* _Dataset records_:

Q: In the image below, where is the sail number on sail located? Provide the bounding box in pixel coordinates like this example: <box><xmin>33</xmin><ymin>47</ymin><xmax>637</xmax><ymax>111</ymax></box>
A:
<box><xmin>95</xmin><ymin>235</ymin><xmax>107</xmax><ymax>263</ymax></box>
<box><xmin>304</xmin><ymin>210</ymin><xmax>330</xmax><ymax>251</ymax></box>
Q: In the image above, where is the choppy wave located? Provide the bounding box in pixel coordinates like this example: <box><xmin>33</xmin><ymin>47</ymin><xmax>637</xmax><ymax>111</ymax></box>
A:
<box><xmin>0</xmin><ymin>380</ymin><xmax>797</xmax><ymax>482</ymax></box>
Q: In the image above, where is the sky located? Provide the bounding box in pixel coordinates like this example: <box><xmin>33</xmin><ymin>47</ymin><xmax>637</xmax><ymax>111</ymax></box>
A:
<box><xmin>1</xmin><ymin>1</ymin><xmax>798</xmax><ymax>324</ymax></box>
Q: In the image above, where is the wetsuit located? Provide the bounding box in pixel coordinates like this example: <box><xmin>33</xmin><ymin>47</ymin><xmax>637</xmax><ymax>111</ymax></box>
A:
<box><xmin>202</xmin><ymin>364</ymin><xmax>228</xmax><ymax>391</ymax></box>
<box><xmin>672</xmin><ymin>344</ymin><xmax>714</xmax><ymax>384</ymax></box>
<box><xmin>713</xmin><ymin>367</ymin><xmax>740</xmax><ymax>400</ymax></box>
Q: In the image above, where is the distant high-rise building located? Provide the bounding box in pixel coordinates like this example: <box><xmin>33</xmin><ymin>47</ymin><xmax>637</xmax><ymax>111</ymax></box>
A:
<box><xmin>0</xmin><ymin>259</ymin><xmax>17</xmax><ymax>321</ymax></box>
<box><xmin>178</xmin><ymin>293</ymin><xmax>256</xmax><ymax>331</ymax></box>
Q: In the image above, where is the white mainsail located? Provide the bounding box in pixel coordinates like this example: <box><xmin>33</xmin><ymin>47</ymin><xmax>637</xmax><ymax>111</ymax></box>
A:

* _Your instructions_: Nothing in the records may be left out; copy them all exactly.

* _Answer space_:
Q: In the image below, where is the sail number on sail located? Provide the bounding box in pixel coordinates like this example: <box><xmin>33</xmin><ymin>47</ymin><xmax>637</xmax><ymax>111</ymax></box>
A:
<box><xmin>95</xmin><ymin>235</ymin><xmax>107</xmax><ymax>263</ymax></box>
<box><xmin>304</xmin><ymin>210</ymin><xmax>330</xmax><ymax>251</ymax></box>
Q: In the image above, where is the choppy wave located? Provide the bounding box in pixel coordinates like this example: <box><xmin>33</xmin><ymin>47</ymin><xmax>637</xmax><ymax>111</ymax></box>
A:
<box><xmin>0</xmin><ymin>380</ymin><xmax>797</xmax><ymax>482</ymax></box>
Q: In the image above, where is the sky located? Provide the bounding box in pixel coordinates like this example: <box><xmin>33</xmin><ymin>47</ymin><xmax>637</xmax><ymax>111</ymax></box>
A:
<box><xmin>1</xmin><ymin>1</ymin><xmax>798</xmax><ymax>324</ymax></box>
Q: In the image above, where is the wetsuit located? Provide the bounding box in pixel coordinates like this example: <box><xmin>33</xmin><ymin>47</ymin><xmax>637</xmax><ymax>111</ymax></box>
A:
<box><xmin>202</xmin><ymin>364</ymin><xmax>228</xmax><ymax>391</ymax></box>
<box><xmin>672</xmin><ymin>344</ymin><xmax>714</xmax><ymax>384</ymax></box>
<box><xmin>713</xmin><ymin>367</ymin><xmax>740</xmax><ymax>400</ymax></box>
Q: In the image above, where is the distant high-rise building located? Provide the bounding box in pixel coordinates like this example: <box><xmin>33</xmin><ymin>47</ymin><xmax>637</xmax><ymax>111</ymax></box>
A:
<box><xmin>0</xmin><ymin>259</ymin><xmax>17</xmax><ymax>321</ymax></box>
<box><xmin>178</xmin><ymin>293</ymin><xmax>256</xmax><ymax>331</ymax></box>
Q: In the image above, where is the white mainsail located? Provide the bounding box in pixel coordinates like this example: <box><xmin>33</xmin><ymin>47</ymin><xmax>637</xmax><ymax>111</ymax></box>
A:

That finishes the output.